_TASK REQUIREMENTS_
Reproduce, character for character, the lines of the material from the line containing "[outline] coastline" to the line containing "146 103 L 151", with both of those lines included.
------------------------------------------------
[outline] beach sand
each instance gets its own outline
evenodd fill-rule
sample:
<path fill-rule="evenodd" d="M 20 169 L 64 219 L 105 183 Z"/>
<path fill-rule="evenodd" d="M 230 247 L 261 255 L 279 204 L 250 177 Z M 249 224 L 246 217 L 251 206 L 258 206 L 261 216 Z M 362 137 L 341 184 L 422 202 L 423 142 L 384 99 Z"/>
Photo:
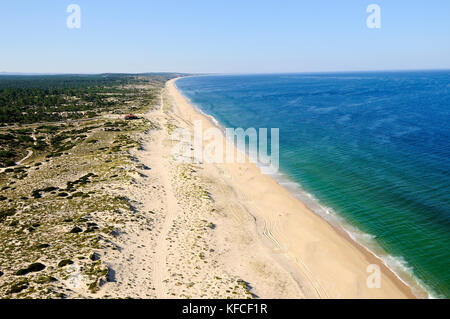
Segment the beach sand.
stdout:
<path fill-rule="evenodd" d="M 181 95 L 175 80 L 166 87 L 167 114 L 177 127 L 203 130 L 214 124 Z M 214 249 L 220 264 L 243 278 L 263 298 L 414 298 L 411 289 L 346 233 L 332 227 L 261 173 L 253 163 L 196 165 L 214 199 Z M 368 288 L 376 264 L 381 287 Z"/>

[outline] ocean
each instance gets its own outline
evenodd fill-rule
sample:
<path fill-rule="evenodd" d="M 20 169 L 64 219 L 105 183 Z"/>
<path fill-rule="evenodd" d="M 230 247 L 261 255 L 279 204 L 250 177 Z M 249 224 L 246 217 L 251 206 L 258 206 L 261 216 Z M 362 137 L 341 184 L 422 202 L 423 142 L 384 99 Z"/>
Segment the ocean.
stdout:
<path fill-rule="evenodd" d="M 176 85 L 223 127 L 279 128 L 281 185 L 413 289 L 450 297 L 450 71 L 198 76 Z"/>

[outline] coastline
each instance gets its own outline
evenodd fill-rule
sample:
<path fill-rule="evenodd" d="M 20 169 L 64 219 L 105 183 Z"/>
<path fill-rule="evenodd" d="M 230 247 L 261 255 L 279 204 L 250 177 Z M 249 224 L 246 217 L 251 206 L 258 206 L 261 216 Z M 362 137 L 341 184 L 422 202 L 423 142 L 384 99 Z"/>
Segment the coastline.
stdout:
<path fill-rule="evenodd" d="M 191 124 L 201 120 L 205 129 L 217 126 L 189 104 L 176 88 L 176 80 L 168 82 L 167 91 L 175 101 L 177 115 Z M 226 172 L 227 183 L 255 218 L 266 249 L 303 287 L 306 298 L 426 297 L 415 296 L 374 253 L 309 209 L 276 179 L 264 175 L 255 163 L 206 165 Z M 370 264 L 380 267 L 381 288 L 366 285 Z"/>

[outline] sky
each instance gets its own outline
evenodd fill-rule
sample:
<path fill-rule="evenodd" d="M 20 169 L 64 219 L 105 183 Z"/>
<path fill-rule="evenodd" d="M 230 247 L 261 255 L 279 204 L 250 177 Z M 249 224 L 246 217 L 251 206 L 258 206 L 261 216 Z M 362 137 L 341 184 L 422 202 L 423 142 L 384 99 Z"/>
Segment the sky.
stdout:
<path fill-rule="evenodd" d="M 70 4 L 80 29 L 67 27 Z M 0 72 L 406 69 L 450 69 L 450 1 L 0 1 Z"/>

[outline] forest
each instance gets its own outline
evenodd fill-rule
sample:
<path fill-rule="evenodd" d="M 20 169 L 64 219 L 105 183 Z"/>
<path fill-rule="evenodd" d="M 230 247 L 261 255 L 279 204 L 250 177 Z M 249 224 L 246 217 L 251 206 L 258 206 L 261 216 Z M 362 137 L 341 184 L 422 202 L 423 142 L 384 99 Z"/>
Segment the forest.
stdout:
<path fill-rule="evenodd" d="M 146 103 L 151 92 L 135 85 L 165 82 L 175 74 L 101 75 L 1 75 L 0 126 L 57 122 L 95 117 L 118 104 L 141 97 Z M 134 86 L 132 86 L 134 85 Z"/>

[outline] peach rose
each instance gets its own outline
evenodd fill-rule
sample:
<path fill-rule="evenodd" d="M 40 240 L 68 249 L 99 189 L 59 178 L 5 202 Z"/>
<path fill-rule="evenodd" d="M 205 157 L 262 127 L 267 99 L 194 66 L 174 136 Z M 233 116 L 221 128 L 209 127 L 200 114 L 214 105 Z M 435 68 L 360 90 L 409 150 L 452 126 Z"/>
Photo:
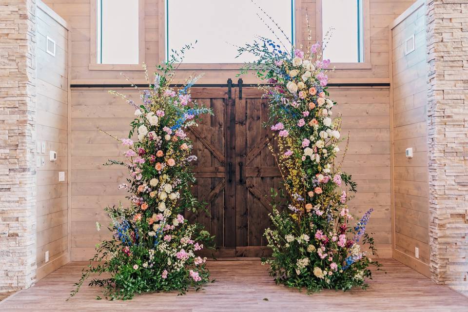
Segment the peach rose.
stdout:
<path fill-rule="evenodd" d="M 317 121 L 317 119 L 316 119 L 315 118 L 314 118 L 313 119 L 311 120 L 309 123 L 309 125 L 311 127 L 313 125 L 318 125 L 318 121 Z"/>
<path fill-rule="evenodd" d="M 176 164 L 176 161 L 174 160 L 172 158 L 170 158 L 169 159 L 168 159 L 166 162 L 167 162 L 167 164 L 170 166 L 171 167 L 172 167 L 173 166 Z"/>

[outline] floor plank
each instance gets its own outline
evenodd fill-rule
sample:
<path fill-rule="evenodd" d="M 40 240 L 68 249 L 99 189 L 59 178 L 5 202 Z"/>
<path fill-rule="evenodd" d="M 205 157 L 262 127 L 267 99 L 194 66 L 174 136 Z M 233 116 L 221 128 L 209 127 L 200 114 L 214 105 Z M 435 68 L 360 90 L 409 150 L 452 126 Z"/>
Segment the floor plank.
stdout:
<path fill-rule="evenodd" d="M 0 311 L 468 311 L 468 298 L 393 259 L 381 259 L 366 291 L 326 291 L 307 295 L 276 285 L 258 260 L 210 261 L 216 281 L 186 295 L 145 294 L 128 301 L 96 300 L 100 290 L 83 287 L 65 301 L 85 262 L 71 262 L 0 302 Z M 268 298 L 268 300 L 264 300 Z"/>

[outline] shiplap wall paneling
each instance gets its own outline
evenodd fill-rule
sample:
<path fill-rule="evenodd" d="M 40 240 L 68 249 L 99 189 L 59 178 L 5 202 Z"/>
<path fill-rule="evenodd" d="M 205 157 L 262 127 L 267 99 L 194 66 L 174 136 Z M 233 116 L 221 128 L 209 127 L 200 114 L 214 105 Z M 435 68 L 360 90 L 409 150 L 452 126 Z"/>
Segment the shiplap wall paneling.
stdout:
<path fill-rule="evenodd" d="M 118 91 L 139 100 L 134 89 Z M 343 169 L 358 185 L 351 210 L 360 216 L 374 208 L 368 230 L 374 234 L 379 256 L 391 256 L 389 89 L 332 87 L 330 91 L 339 104 L 336 114 L 343 117 L 343 135 L 349 132 L 351 138 Z M 87 260 L 95 245 L 110 235 L 96 230 L 96 221 L 109 224 L 102 208 L 127 202 L 126 192 L 117 186 L 125 182 L 127 171 L 103 166 L 109 159 L 124 159 L 126 150 L 97 128 L 126 137 L 134 110 L 102 88 L 74 89 L 71 109 L 72 259 Z"/>
<path fill-rule="evenodd" d="M 36 56 L 38 279 L 69 261 L 68 252 L 68 30 L 64 21 L 38 2 Z M 55 47 L 54 46 L 55 43 Z M 45 145 L 42 151 L 41 145 Z M 50 152 L 57 160 L 50 160 Z M 59 182 L 59 172 L 65 180 Z M 46 262 L 46 253 L 49 259 Z"/>
<path fill-rule="evenodd" d="M 424 1 L 391 29 L 393 256 L 429 275 L 427 72 Z M 414 41 L 413 41 L 414 40 Z M 407 148 L 413 157 L 407 158 Z M 415 248 L 419 249 L 416 258 Z"/>
<path fill-rule="evenodd" d="M 123 79 L 120 72 L 131 78 L 134 81 L 142 81 L 142 74 L 139 71 L 125 71 L 124 68 L 115 70 L 93 70 L 90 69 L 90 1 L 94 0 L 76 0 L 71 1 L 63 0 L 45 0 L 56 12 L 64 18 L 74 29 L 72 49 L 72 66 L 71 78 L 74 83 L 120 83 Z M 144 31 L 140 35 L 145 39 L 145 59 L 151 70 L 155 68 L 160 54 L 159 41 L 164 39 L 164 31 L 160 31 L 160 19 L 164 19 L 164 0 L 145 0 Z M 400 14 L 409 7 L 414 1 L 412 0 L 370 0 L 369 14 L 370 20 L 370 52 L 371 68 L 362 69 L 337 69 L 330 74 L 332 82 L 388 82 L 389 74 L 389 25 Z M 307 27 L 306 14 L 309 16 L 311 27 L 312 40 L 321 40 L 321 36 L 316 31 L 316 4 L 315 0 L 296 0 L 296 6 L 300 7 L 300 14 L 296 14 L 300 19 L 296 24 L 296 29 L 300 30 L 299 36 L 303 44 L 306 44 Z M 268 10 L 268 7 L 265 8 Z M 252 5 L 252 10 L 254 6 Z M 161 12 L 162 11 L 163 12 Z M 229 36 L 226 41 L 229 42 Z M 231 67 L 231 68 L 232 67 Z M 193 69 L 180 70 L 180 80 L 185 80 Z M 200 80 L 202 83 L 220 83 L 225 82 L 229 78 L 237 74 L 237 69 L 218 69 L 205 71 Z M 256 78 L 253 75 L 242 76 L 244 83 L 255 83 Z"/>

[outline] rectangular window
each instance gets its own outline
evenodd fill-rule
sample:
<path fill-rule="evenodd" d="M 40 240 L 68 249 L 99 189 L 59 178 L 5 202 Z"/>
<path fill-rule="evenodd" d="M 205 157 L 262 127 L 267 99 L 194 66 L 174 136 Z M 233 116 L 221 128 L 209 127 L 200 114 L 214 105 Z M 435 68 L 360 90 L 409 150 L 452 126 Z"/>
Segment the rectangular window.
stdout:
<path fill-rule="evenodd" d="M 363 0 L 322 0 L 323 39 L 333 29 L 324 58 L 329 58 L 332 63 L 365 61 L 363 12 Z"/>
<path fill-rule="evenodd" d="M 138 0 L 96 0 L 96 62 L 138 64 Z"/>
<path fill-rule="evenodd" d="M 255 1 L 283 30 L 285 36 L 268 18 L 265 22 L 279 38 L 283 48 L 290 49 L 288 39 L 294 42 L 294 0 Z M 186 63 L 233 63 L 250 62 L 252 55 L 237 58 L 236 46 L 252 42 L 264 36 L 278 44 L 271 30 L 257 13 L 264 17 L 251 0 L 165 0 L 166 58 L 171 51 L 197 41 L 193 50 L 185 55 Z"/>

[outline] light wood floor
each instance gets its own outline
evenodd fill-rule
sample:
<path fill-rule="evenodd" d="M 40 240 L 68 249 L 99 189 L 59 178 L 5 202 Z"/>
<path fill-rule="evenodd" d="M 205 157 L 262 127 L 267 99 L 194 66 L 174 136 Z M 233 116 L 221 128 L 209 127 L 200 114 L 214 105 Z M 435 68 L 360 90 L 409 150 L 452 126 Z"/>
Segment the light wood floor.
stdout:
<path fill-rule="evenodd" d="M 396 260 L 381 262 L 387 273 L 376 272 L 367 291 L 307 295 L 275 285 L 258 261 L 224 260 L 210 262 L 216 281 L 199 292 L 145 294 L 128 301 L 107 301 L 95 300 L 100 290 L 86 286 L 65 301 L 86 264 L 75 262 L 0 302 L 0 311 L 468 311 L 468 298 Z"/>

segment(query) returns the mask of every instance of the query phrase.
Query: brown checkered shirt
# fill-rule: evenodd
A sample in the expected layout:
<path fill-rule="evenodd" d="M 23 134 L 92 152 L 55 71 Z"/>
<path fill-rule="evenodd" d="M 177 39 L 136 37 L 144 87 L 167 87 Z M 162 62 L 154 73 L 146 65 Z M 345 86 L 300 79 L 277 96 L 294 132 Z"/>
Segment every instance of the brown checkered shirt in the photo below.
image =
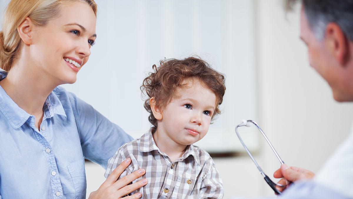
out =
<path fill-rule="evenodd" d="M 140 138 L 126 143 L 108 161 L 106 177 L 125 159 L 131 163 L 119 179 L 141 168 L 146 170 L 134 183 L 146 178 L 148 183 L 131 193 L 142 198 L 222 198 L 222 180 L 213 160 L 205 150 L 189 145 L 182 157 L 172 162 L 160 150 L 151 130 Z"/>

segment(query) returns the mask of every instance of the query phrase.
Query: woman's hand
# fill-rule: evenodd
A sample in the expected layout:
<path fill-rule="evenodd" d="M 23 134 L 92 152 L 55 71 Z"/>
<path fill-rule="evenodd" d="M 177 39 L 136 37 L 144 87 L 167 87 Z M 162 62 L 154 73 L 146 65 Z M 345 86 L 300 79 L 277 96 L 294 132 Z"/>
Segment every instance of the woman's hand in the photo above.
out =
<path fill-rule="evenodd" d="M 288 167 L 286 164 L 281 165 L 281 168 L 273 174 L 273 177 L 276 178 L 283 178 L 280 180 L 277 183 L 287 185 L 285 187 L 276 186 L 276 188 L 280 192 L 288 187 L 292 182 L 311 179 L 314 176 L 315 174 L 309 170 L 295 166 Z"/>
<path fill-rule="evenodd" d="M 145 170 L 141 169 L 116 181 L 120 174 L 130 164 L 131 159 L 127 158 L 116 168 L 98 189 L 91 193 L 89 199 L 98 198 L 120 198 L 131 193 L 136 189 L 146 185 L 147 180 L 143 179 L 132 184 L 129 183 L 141 177 L 145 174 Z M 126 199 L 139 198 L 142 195 L 140 193 L 135 193 L 124 198 Z"/>

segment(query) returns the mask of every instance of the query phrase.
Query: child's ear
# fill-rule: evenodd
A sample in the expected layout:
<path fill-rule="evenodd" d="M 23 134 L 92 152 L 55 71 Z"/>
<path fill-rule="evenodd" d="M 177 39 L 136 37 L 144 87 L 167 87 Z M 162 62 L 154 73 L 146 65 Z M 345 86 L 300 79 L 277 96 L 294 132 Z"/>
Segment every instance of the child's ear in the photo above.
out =
<path fill-rule="evenodd" d="M 156 100 L 154 97 L 151 97 L 150 99 L 150 105 L 151 106 L 151 109 L 155 118 L 158 120 L 160 120 L 163 118 L 163 115 L 162 114 L 161 109 L 157 105 Z"/>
------------------------------------------------
_EXERCISE OUTPUT_
[outline] coastline
each instance gets its own outline
evenodd fill-rule
sample:
<path fill-rule="evenodd" d="M 20 169 L 64 219 L 105 183 Z"/>
<path fill-rule="evenodd" d="M 230 247 L 261 255 L 279 204 L 250 177 Z M 249 224 L 246 217 L 251 206 L 258 206 L 261 216 Z M 362 137 L 341 184 L 422 202 L 423 142 L 384 99 Z"/>
Segment the coastline.
stdout:
<path fill-rule="evenodd" d="M 191 124 L 201 120 L 205 129 L 217 126 L 189 104 L 176 88 L 176 80 L 168 82 L 167 91 L 175 101 L 177 115 Z M 226 172 L 227 183 L 255 218 L 266 249 L 303 287 L 306 298 L 426 297 L 415 296 L 374 253 L 309 209 L 276 179 L 264 175 L 255 163 L 206 165 Z M 370 264 L 380 267 L 381 288 L 366 285 Z"/>

[outline] sky
each instance gets its own outline
evenodd fill-rule
sample:
<path fill-rule="evenodd" d="M 20 169 L 64 219 L 105 183 Z"/>
<path fill-rule="evenodd" d="M 230 247 L 261 255 L 279 204 L 250 177 Z M 249 224 L 246 217 L 251 206 L 258 206 L 261 216 Z M 362 137 L 341 184 L 422 202 L 423 142 L 384 99 Z"/>
Segment the sky.
stdout:
<path fill-rule="evenodd" d="M 70 4 L 80 29 L 67 27 Z M 0 72 L 406 69 L 450 69 L 450 1 L 0 1 Z"/>

[outline] forest
each instance gets its own outline
evenodd fill-rule
sample:
<path fill-rule="evenodd" d="M 20 169 L 64 219 L 105 183 Z"/>
<path fill-rule="evenodd" d="M 230 247 L 261 255 L 279 204 L 250 177 Z M 249 224 L 246 217 L 251 206 L 258 206 L 261 216 Z M 362 137 L 341 184 L 422 202 L 423 142 L 384 99 Z"/>
Segment the forest.
stdout:
<path fill-rule="evenodd" d="M 146 103 L 151 92 L 135 85 L 165 82 L 175 74 L 101 75 L 1 75 L 0 126 L 57 122 L 95 117 L 118 104 L 141 97 Z M 134 86 L 132 86 L 134 85 Z"/>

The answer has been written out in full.